Return every record verbatim.

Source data
------

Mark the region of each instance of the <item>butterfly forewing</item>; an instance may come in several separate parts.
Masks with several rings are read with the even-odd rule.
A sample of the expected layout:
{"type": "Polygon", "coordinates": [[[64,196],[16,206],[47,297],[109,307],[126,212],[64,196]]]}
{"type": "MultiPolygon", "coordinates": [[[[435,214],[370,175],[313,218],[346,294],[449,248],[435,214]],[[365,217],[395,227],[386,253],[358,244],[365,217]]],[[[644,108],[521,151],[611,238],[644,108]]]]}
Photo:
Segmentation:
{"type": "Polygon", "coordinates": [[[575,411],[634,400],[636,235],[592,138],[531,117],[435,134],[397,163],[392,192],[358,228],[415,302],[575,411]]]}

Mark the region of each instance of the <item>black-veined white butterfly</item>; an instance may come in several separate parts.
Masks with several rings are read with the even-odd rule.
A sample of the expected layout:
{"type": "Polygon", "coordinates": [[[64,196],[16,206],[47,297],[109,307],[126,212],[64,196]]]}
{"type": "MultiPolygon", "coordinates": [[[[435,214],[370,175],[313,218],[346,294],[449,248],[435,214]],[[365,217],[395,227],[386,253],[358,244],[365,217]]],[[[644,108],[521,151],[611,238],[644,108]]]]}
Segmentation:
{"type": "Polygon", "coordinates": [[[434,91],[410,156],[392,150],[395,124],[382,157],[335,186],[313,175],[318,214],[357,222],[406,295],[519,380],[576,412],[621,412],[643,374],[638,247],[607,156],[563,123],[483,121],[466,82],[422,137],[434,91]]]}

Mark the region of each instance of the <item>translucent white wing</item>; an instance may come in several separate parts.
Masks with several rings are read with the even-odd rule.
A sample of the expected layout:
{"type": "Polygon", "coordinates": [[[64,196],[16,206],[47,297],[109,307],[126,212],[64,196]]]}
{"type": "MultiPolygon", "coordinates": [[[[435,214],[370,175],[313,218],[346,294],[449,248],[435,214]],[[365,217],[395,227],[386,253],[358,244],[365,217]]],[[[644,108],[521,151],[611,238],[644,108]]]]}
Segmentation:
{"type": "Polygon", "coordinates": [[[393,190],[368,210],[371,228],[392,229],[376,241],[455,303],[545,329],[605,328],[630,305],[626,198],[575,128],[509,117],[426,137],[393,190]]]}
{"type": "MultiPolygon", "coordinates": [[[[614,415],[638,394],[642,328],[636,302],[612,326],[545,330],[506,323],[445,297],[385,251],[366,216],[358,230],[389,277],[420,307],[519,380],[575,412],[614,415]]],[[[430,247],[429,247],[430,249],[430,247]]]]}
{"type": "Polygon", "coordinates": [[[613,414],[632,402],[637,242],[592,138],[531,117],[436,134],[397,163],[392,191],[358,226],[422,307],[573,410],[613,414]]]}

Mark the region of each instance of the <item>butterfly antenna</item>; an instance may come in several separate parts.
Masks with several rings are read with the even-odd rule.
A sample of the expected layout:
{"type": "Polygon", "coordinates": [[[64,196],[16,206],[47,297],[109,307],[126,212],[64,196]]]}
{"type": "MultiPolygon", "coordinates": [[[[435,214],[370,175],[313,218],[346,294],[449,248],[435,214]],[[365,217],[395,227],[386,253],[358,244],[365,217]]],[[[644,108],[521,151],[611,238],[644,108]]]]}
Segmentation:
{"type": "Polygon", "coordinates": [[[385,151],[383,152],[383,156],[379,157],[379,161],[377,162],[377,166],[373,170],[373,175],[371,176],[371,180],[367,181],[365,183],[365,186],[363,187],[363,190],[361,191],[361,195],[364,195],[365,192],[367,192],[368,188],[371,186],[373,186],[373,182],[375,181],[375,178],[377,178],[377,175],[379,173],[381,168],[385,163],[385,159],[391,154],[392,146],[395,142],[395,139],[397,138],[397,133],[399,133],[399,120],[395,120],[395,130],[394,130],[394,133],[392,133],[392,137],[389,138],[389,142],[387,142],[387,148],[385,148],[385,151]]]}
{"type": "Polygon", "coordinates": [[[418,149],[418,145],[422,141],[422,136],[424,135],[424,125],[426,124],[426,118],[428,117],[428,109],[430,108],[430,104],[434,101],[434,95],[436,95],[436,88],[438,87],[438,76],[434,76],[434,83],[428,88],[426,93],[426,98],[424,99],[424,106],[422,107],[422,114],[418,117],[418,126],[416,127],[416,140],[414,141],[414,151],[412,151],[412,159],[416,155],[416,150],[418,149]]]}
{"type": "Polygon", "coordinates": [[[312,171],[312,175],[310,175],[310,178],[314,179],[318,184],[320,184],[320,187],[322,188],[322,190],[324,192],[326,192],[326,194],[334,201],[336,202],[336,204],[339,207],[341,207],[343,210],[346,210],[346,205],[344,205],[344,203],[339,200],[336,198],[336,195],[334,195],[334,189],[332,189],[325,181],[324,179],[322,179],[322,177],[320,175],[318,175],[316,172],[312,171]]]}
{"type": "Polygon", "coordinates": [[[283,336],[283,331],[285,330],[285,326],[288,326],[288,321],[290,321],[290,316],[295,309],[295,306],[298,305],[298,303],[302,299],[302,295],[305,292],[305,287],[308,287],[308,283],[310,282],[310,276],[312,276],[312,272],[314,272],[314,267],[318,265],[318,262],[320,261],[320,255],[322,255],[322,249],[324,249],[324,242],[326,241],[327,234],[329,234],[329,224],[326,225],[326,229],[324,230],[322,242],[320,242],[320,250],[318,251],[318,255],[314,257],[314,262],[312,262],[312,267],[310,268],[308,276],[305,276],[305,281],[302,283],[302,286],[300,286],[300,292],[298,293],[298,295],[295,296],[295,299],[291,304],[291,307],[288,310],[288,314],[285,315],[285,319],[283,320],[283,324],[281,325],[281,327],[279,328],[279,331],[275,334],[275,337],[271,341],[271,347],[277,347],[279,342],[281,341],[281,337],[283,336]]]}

------

TASK OUTPUT:
Mark the region of each instance of the <item>butterfly forewing</item>; an instance may come in several separate parts.
Masks with several rings are read with the even-odd rule.
A sample of the expected layout:
{"type": "Polygon", "coordinates": [[[64,196],[16,206],[47,297],[109,307],[126,212],[64,196]]]}
{"type": "MultiPolygon", "coordinates": [[[[435,214],[370,175],[313,218],[346,294],[449,248],[435,214]],[[365,217],[395,227],[386,253],[358,244],[365,217]]],[[[644,108],[521,151],[611,238],[644,108]]]]}
Photo:
Segmentation:
{"type": "Polygon", "coordinates": [[[575,411],[634,400],[636,235],[592,138],[531,117],[435,134],[397,163],[392,192],[358,228],[415,302],[575,411]]]}

Mark the region of each instance of the <item>black-veined white butterfly</item>; an instance may come in several separate parts.
Masks with several rings are read with the even-odd rule.
A sample of the expected layout:
{"type": "Polygon", "coordinates": [[[64,196],[16,206],[47,297],[109,307],[126,212],[64,196]]]}
{"type": "MultiPolygon", "coordinates": [[[[435,214],[370,175],[313,218],[346,294],[449,248],[435,214]],[[365,217],[395,227],[386,253],[358,244],[365,217]]],[[[644,108],[521,151],[611,238],[644,108]]]]}
Segmentation:
{"type": "Polygon", "coordinates": [[[434,91],[410,156],[392,150],[395,124],[382,157],[335,186],[313,175],[318,214],[357,222],[406,295],[519,380],[576,412],[621,412],[643,374],[638,247],[607,156],[563,123],[483,121],[466,82],[422,137],[434,91]]]}

Mark the region of each instance of the <item>translucent white wing</item>; an instance may come in several separate parts.
Masks with several rings are read with the even-odd rule.
A sample of the expected layout:
{"type": "Polygon", "coordinates": [[[64,196],[16,206],[47,297],[109,307],[126,212],[64,196]]]}
{"type": "MultiPolygon", "coordinates": [[[[435,214],[370,175],[313,218],[346,294],[449,248],[435,214]],[[365,217],[395,227],[386,253],[358,244],[365,217]]],[[[644,108],[521,151],[611,238],[644,108]]]]}
Segmentation:
{"type": "Polygon", "coordinates": [[[393,190],[368,210],[371,228],[392,229],[376,241],[455,303],[545,329],[605,328],[630,305],[626,198],[575,128],[509,117],[426,137],[393,190]]]}
{"type": "MultiPolygon", "coordinates": [[[[614,415],[638,394],[642,328],[636,302],[612,326],[545,330],[506,323],[445,297],[385,251],[366,216],[358,230],[389,277],[420,307],[519,380],[575,412],[614,415]]],[[[430,247],[429,247],[430,249],[430,247]]]]}
{"type": "Polygon", "coordinates": [[[613,414],[632,402],[637,242],[592,138],[531,117],[436,134],[397,163],[392,191],[358,226],[422,307],[573,410],[613,414]]]}

Mark the region of each instance of the <item>butterfly antenna</item>; an instance may come in several separate parts.
Masks with several rings are read with the even-odd rule.
A sample of the expected layout:
{"type": "Polygon", "coordinates": [[[64,196],[16,206],[47,297],[109,307],[126,212],[64,196]]]}
{"type": "MultiPolygon", "coordinates": [[[[435,214],[370,175],[313,218],[346,294],[449,248],[435,214]],[[365,217],[395,227],[386,253],[358,244],[365,217]]],[[[644,108],[521,151],[611,238],[644,108]]]]}
Segmentation:
{"type": "Polygon", "coordinates": [[[385,151],[383,152],[383,156],[379,157],[379,161],[377,162],[377,166],[373,170],[373,175],[371,176],[371,180],[367,181],[365,183],[365,186],[363,187],[363,190],[361,191],[361,195],[364,195],[365,192],[367,192],[368,188],[371,186],[373,186],[373,182],[375,181],[375,178],[377,178],[377,175],[379,173],[381,168],[385,163],[385,159],[391,154],[392,146],[395,142],[395,139],[397,138],[397,133],[399,133],[399,120],[395,120],[395,130],[394,130],[394,133],[392,133],[392,137],[389,138],[389,142],[387,142],[387,148],[385,148],[385,151]]]}
{"type": "Polygon", "coordinates": [[[418,149],[418,145],[422,141],[422,136],[424,135],[424,125],[426,124],[426,118],[428,117],[428,109],[430,108],[430,104],[434,101],[434,95],[436,95],[436,88],[438,87],[438,76],[434,76],[434,83],[428,88],[426,93],[426,98],[424,99],[424,106],[422,107],[422,114],[418,117],[418,126],[416,127],[416,140],[414,141],[414,151],[412,151],[412,159],[416,155],[416,150],[418,149]]]}
{"type": "Polygon", "coordinates": [[[312,171],[312,175],[310,175],[310,178],[314,179],[318,184],[320,184],[320,187],[322,188],[322,190],[324,192],[326,192],[326,194],[334,201],[336,202],[336,204],[339,207],[341,207],[343,210],[346,210],[346,205],[344,205],[344,203],[339,200],[336,198],[336,195],[334,195],[334,189],[332,189],[325,181],[324,179],[322,179],[322,177],[320,175],[318,175],[316,172],[312,171]]]}
{"type": "Polygon", "coordinates": [[[283,336],[283,331],[285,330],[285,326],[288,326],[288,321],[290,321],[290,316],[295,309],[295,306],[298,305],[298,303],[302,299],[302,295],[305,292],[305,287],[308,287],[308,283],[310,282],[310,276],[312,276],[312,272],[314,272],[314,267],[318,265],[318,262],[320,261],[320,255],[322,255],[322,249],[324,249],[324,242],[326,241],[327,234],[329,234],[329,224],[326,225],[326,229],[324,230],[322,242],[320,242],[320,250],[318,251],[318,255],[314,257],[314,262],[312,262],[312,267],[310,268],[308,276],[305,276],[305,281],[302,283],[302,286],[300,286],[300,292],[298,293],[298,295],[295,296],[295,299],[291,304],[291,307],[288,310],[288,314],[285,315],[285,319],[283,320],[283,324],[281,325],[281,327],[279,328],[279,331],[275,334],[275,337],[271,341],[271,347],[277,347],[279,342],[281,341],[281,337],[283,336]]]}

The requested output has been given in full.